YOUR GOAL:
Return the records exactly, with nothing added.

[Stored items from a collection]

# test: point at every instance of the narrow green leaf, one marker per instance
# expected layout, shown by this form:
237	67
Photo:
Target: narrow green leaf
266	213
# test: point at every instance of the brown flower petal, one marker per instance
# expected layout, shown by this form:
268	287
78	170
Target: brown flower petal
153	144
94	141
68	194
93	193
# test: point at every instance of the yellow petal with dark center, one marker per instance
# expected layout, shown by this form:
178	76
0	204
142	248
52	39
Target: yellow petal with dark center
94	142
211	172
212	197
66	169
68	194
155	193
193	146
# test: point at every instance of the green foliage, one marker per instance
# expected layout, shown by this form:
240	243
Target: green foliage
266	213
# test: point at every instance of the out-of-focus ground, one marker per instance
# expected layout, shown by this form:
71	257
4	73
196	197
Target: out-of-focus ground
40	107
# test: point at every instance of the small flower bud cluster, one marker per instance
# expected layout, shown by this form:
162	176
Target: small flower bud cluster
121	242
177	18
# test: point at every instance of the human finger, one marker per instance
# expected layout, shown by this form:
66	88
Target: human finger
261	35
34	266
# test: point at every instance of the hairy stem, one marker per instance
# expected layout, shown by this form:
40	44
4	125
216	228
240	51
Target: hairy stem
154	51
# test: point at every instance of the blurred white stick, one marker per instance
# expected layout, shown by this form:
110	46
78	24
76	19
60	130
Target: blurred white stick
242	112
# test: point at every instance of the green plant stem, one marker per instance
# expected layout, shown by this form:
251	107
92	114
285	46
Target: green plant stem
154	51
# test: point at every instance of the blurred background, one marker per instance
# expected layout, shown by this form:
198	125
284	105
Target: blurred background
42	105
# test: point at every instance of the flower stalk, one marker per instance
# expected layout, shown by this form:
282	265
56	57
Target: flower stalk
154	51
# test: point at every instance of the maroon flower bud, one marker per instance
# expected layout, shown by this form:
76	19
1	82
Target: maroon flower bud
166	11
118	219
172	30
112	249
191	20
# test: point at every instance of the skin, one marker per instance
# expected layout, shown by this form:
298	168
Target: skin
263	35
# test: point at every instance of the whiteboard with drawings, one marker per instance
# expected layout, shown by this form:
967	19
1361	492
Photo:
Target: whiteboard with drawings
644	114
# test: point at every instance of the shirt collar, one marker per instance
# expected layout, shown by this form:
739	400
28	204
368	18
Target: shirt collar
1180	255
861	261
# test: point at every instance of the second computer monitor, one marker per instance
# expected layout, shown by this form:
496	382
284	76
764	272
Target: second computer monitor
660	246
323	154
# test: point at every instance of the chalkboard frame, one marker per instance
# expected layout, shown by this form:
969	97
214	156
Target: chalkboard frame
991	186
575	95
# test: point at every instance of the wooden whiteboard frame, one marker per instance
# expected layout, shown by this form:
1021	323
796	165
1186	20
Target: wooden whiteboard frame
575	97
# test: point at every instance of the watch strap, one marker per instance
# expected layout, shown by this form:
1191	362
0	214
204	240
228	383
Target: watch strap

REPLY:
# test: point at every instance of the narrow green leaf, one marker per instance
# expected layout, shown by this form:
237	67
Photo:
Target: narrow green leaf
266	213
# test: point at every instance of the brown flower petal, one marker per instance
# expected layout, shown by this form:
268	287
78	170
Target: brown flower petal
153	144
94	141
68	194
93	193
# test: point at every instance of the yellow petal with dark center, one marker per instance
# expected layout, shown by this form:
178	76
0	204
142	248
52	39
Target: yellow petal with dark center
94	142
211	172
212	197
66	169
68	194
155	193
193	146
# test: point at every instance of the green foliage, one marker per instance
# expected layout, shown by this form:
240	243
Target: green foliage
266	213
# test: point at every instance of the out-of-focus ground, one marker per instance
# expected layout, shown by this form:
71	257
4	73
196	197
Target: out-of-focus ground
40	107
# test: point at every instance of the small flower bud cluster, one marker per instance
# expected layout, shown by this form:
162	176
Target: small flower bud cluster
121	242
177	18
# test: point at every instance of the human finger, one marker per instance
# expected layout, shown by this form:
66	88
Target: human finger
261	35
34	266
# test: point at every instance of the hairy stem, one marker per instance
# expected layout, shown by this form:
40	44
4	125
216	228
240	51
Target: hairy stem
154	51
# test: point at every instance of the blurred white stick, one marker per instance
# expected layout, shown by this form:
110	46
78	24
76	19
60	130
Target: blurred white stick
242	112
# test: point at every instance of the green plant stem, one marker per instance
# expected layout, shown by this form:
251	107
92	114
285	46
Target: green plant stem
154	51
# test: point at every instance of the blurred background, one marker per instance
# expected layout, shown by this form:
198	125
284	105
Target: blurred background
42	105
# test: point at every instance of the flower stalk, one marker per instance
# expected layout, shown by this form:
282	265
56	57
Target: flower stalk
154	51
# test: point at every instance of the maroon flower bud, one marker per instance
# expected layout, shown by this form:
76	19
1	82
Target: maroon flower bud
166	11
118	219
172	30
112	249
191	20
# test: point at every instance of the skin, one marker per instance
# expected layout, shown by this form:
298	168
Target: skin
263	35
# test: point at every instance of the whiteboard with drawings, one marker per instance
# expected layout, shown by this form:
967	19
1361	492
Photo:
Target: whiteboard with drawings
644	114
# test: point at every instance of the shirt collar, one marker per instance
# expected layout, shown by this form:
739	400
28	204
368	18
Target: shirt collar
1180	255
861	261
# test: point at every instance of the second computer monitor, one marker per instance
# expected layout, shown by this form:
496	382
284	76
764	272
Target: second computer monitor
660	246
323	154
# test: point at every instance of the chalkboard frame, one marker per instance
# expected layout, shown by this form:
969	97
214	156
Target: chalkboard frame
991	186
575	95
# test: point at every instance of the wooden whiteboard frame, one marker per instance
# expected layout, shown by this form:
1021	323
796	165
1186	20
Target: wooden whiteboard frame
575	97
# test: point at every instance of the watch strap, one marker per instance
# expected layout, shown by this form:
1191	362
0	214
204	240
228	383
Target: watch strap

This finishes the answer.